GIVEN ENTRIES -
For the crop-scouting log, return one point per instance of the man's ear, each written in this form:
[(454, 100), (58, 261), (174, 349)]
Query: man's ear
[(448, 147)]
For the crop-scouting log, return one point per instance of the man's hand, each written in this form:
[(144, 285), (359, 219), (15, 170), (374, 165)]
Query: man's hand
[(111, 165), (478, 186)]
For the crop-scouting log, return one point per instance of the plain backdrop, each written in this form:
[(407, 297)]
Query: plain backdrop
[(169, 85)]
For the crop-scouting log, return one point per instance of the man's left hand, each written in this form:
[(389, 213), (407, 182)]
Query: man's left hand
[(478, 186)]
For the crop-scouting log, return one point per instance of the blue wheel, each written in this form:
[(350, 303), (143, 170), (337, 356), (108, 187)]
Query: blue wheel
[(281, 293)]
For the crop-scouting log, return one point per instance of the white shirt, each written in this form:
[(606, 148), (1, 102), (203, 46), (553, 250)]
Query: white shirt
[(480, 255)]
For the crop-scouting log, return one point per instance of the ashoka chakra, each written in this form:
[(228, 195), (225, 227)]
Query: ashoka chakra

* * *

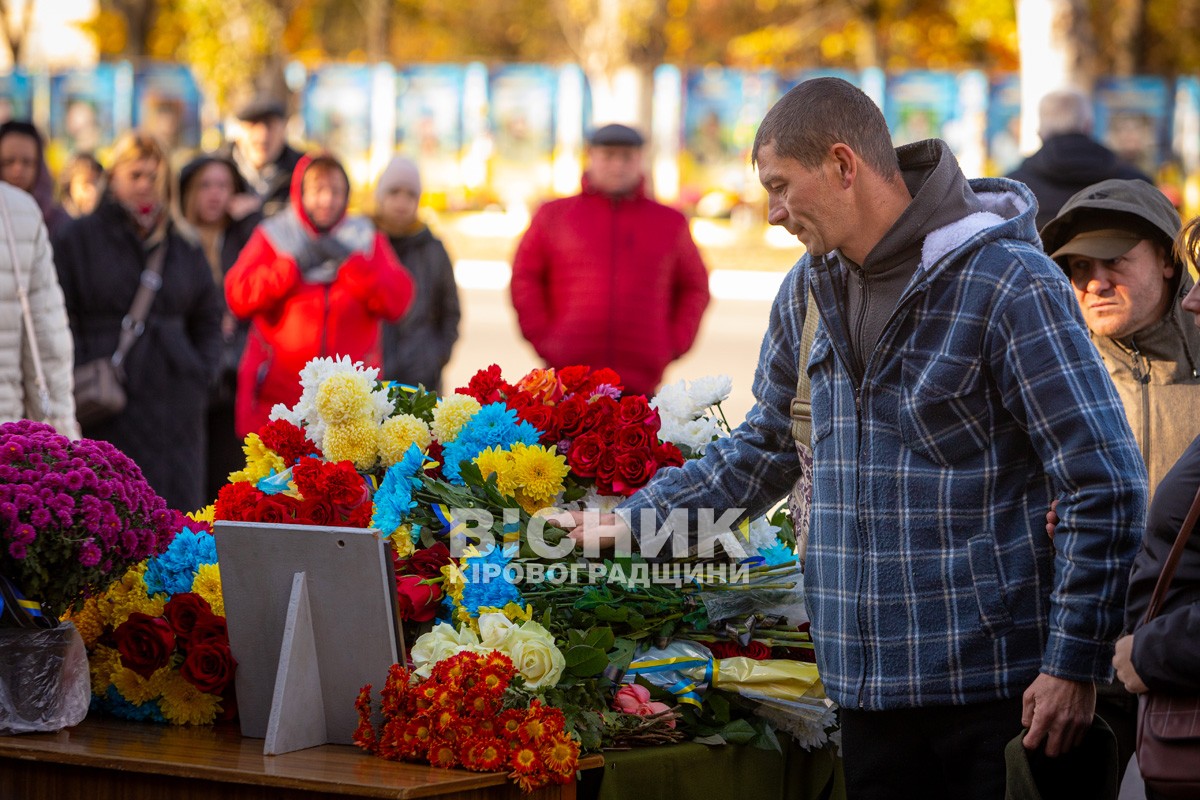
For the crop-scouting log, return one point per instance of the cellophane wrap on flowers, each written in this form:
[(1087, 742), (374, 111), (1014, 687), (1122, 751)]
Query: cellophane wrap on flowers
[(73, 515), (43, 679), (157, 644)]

EXERCISE DETAILS - What you give back should be only the lines of the records above, starting at the line with "man's ear, each" and ending at the line with "Query: ashoka chakra", restated word for word.

EXERCISE SOLUTION -
For the crop-scouting log, return one point per instance of the man's ear, each written in this form:
[(454, 100), (58, 261), (174, 349)]
Query: man's ear
[(448, 147)]
For the crop-scouting log, return one point per instance of the man's hand, each written in this form:
[(144, 285), (359, 219), (15, 170), (374, 165)]
Query: man's hand
[(111, 165), (478, 186)]
For the crop-scouting log, return one point per instance of the plain backdrop, each written in this form:
[(407, 297)]
Query: plain backdrop
[(169, 85)]
For the crop-scouting log, return one point per instance of the man's left hand, each written in this form:
[(389, 213), (407, 182)]
Query: man's left hand
[(478, 186)]
For the crop-scouting log, return one point per instance of the blue wheel, each written in this form:
[(350, 303), (143, 170), (337, 356), (108, 187)]
Query: blue wheel
[(281, 293)]
For the crop-scouting log, return one point per instance of the white shirt, each written in this form:
[(606, 148), (1, 102), (203, 46), (553, 250)]
Query: white shirt
[(480, 255)]
For the crop-scouting log, return one point per instance of the ashoka chakra, each written in this form:
[(228, 195), (225, 227)]
Query: ashoka chakra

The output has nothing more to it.